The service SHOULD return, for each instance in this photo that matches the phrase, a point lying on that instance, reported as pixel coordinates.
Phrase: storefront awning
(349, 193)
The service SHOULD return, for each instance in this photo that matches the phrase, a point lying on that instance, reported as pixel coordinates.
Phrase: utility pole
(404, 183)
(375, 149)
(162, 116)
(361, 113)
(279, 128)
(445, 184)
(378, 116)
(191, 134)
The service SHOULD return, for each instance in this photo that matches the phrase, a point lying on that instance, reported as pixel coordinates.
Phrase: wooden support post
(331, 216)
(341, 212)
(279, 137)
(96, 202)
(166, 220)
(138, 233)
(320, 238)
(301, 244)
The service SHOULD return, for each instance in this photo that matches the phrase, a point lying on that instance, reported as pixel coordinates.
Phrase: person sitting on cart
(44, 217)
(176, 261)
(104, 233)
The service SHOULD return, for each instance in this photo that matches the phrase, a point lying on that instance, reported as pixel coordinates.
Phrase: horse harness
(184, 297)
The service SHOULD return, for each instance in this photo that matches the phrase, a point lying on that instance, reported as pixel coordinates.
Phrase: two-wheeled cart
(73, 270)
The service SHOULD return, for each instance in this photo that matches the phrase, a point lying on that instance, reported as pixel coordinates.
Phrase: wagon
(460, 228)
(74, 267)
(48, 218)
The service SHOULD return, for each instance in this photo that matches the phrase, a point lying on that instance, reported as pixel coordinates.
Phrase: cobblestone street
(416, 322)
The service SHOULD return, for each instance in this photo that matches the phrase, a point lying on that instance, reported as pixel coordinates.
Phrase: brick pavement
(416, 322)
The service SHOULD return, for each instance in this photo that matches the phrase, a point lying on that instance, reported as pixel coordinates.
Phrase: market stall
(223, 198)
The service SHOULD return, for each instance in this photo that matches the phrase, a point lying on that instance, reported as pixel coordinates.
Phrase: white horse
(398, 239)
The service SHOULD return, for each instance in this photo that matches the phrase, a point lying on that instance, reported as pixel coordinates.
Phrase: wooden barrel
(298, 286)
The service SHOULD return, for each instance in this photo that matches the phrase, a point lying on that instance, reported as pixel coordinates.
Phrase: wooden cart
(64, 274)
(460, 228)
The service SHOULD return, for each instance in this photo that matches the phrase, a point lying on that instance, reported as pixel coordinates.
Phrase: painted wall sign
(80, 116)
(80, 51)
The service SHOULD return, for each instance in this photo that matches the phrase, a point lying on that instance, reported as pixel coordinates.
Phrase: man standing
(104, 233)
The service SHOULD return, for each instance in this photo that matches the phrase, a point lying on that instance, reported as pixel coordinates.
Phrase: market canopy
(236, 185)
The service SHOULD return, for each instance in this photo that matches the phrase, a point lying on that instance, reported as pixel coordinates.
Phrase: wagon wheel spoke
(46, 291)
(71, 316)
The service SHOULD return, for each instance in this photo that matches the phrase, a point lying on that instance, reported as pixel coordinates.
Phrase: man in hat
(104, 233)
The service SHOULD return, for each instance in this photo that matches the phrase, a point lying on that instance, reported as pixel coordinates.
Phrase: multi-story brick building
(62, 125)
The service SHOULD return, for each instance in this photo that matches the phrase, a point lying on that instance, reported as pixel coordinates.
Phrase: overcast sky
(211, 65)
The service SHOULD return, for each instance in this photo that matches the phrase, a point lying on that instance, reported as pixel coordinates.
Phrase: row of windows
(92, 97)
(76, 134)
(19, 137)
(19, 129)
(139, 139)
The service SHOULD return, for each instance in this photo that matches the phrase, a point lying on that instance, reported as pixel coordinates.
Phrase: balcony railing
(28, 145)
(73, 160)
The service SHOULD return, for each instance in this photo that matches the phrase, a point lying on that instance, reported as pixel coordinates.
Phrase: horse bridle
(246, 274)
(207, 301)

__________

WHAT THIS TASK INVOLVES: Extract every line of the items above that contains the word "market", matching case exactly.

RESPONSE TO THIS TASK:
Phrase: market stall
Phrase: market canopy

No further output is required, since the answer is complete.